**Exercise instructions**: Pick out each line in the items below that contains the word "white", and copy those lines out in full.

**Information shown**:
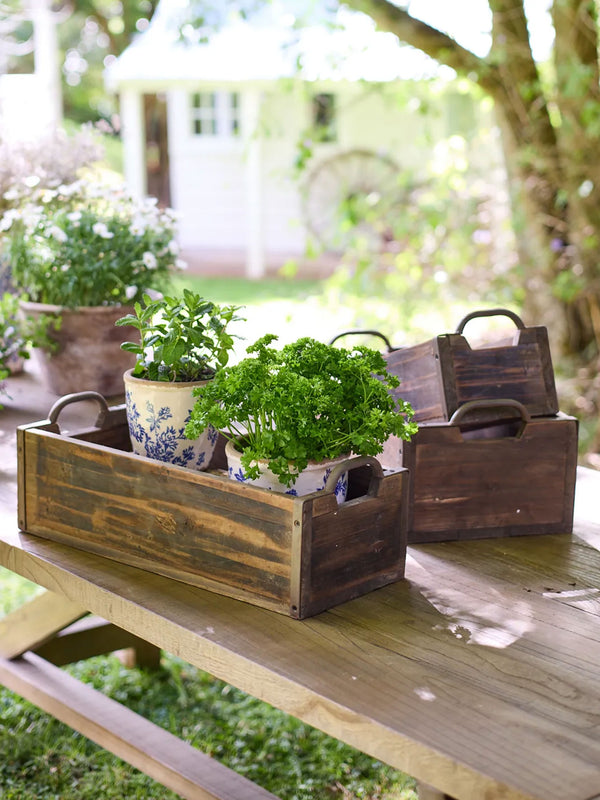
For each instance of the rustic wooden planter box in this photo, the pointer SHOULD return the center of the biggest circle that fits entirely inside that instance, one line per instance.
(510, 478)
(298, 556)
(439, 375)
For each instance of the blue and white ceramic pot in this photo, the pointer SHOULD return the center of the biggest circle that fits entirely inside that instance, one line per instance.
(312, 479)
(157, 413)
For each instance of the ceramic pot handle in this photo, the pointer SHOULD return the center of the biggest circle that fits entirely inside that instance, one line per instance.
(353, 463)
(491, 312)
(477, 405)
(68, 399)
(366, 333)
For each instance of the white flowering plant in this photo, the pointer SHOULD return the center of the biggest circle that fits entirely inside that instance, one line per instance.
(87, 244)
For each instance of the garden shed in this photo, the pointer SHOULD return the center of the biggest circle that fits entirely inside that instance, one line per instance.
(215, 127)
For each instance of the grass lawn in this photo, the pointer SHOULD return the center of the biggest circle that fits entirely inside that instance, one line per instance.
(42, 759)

---

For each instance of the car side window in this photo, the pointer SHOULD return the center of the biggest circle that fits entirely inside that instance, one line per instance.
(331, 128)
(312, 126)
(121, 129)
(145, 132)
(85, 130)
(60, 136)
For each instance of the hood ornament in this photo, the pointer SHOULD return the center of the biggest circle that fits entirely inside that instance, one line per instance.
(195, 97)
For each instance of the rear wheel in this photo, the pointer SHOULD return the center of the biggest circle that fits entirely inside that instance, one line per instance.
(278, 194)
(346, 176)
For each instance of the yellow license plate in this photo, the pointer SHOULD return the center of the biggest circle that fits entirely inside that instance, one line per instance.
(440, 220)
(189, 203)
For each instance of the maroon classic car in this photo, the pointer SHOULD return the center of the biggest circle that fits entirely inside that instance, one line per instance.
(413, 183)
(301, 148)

**The completed task**:
For each instance of the blue and white ceramic pot in this photo, the pointer SHOULD return the center of the biggest circle that fits entirely inside that instance, one line per instance.
For each instance of the white flowering plant in this photo, the pointer SHOULD return the center of the biggest circle that fits entirely inside that instance, one line per instance.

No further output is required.